_PROMPT:_ Exactly copy the final stretch of the listing below: the line with "of the stone" and every line after it.
* * * * * * * * *
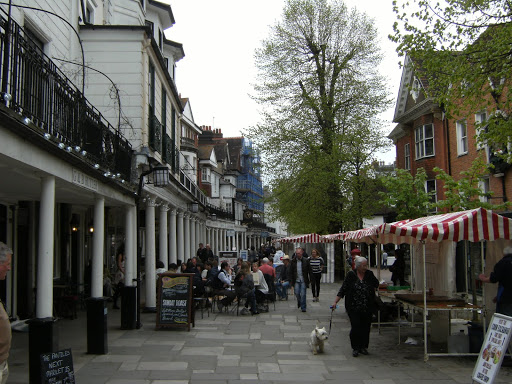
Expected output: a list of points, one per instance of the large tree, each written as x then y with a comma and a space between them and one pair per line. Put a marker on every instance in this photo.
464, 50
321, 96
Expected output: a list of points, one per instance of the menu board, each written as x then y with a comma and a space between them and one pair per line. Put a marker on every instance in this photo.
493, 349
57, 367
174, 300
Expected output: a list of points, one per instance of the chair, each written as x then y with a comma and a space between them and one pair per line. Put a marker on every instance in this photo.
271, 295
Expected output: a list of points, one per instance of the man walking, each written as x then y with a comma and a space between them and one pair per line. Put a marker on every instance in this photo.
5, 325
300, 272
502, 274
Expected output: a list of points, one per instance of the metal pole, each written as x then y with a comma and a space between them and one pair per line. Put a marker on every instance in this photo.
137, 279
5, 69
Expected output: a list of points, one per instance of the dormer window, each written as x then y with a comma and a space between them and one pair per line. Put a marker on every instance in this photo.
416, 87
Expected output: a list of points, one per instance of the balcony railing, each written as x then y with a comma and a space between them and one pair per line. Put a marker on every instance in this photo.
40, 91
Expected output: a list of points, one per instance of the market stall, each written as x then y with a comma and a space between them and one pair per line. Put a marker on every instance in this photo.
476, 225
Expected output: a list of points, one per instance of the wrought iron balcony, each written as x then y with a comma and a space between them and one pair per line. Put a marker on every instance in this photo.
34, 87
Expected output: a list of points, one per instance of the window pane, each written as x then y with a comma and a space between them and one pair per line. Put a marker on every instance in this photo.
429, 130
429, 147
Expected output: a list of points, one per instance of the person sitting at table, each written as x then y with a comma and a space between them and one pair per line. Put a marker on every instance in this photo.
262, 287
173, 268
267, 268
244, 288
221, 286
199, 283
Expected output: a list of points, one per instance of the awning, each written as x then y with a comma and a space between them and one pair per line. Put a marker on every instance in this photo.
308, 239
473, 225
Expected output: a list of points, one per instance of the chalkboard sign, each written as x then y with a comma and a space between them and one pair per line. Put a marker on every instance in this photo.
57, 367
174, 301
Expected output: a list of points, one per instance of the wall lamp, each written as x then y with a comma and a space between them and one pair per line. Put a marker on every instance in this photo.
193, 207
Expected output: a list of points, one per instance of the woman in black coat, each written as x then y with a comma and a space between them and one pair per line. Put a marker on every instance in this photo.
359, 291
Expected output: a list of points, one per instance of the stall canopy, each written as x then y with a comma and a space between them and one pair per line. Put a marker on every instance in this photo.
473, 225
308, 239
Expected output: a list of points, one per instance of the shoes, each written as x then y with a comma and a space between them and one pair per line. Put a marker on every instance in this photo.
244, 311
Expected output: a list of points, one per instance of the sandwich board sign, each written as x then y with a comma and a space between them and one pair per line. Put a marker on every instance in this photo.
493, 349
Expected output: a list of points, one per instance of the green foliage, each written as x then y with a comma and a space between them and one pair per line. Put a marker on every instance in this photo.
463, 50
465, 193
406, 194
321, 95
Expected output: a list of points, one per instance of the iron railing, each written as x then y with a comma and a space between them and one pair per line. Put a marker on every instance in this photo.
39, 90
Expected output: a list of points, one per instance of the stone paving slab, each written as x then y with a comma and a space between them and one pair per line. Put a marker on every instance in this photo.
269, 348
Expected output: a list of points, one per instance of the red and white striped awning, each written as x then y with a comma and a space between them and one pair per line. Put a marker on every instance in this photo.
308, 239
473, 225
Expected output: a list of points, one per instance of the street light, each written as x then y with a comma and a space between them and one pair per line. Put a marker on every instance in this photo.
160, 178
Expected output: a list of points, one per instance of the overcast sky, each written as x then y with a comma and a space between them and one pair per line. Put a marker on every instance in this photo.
* * * * * * * * *
_EXERCISE ANSWER:_
Expected output: a list of points, one per instance of the stone paving slab, each written as x then y with a comma and a space between them and one pair per line. Put a marker on every instance in this photo.
269, 348
Expected output: a list of points, one per instance of the red and white striped awning, each written as x then y with a comma and a space between them and one pair per line. Put a marker on every instance in this photo.
308, 239
473, 225
Expected output: a list of points, one per instance of the street light, each written as x then y with a comma and a space between them and one pair per line. Put a marker on every instance in this photo.
160, 178
Expected output: a list of points, one per instance of the overcast sky, each written as x then y with a comma and a space between them and one pair per line. Put a marker on every instance in this photo.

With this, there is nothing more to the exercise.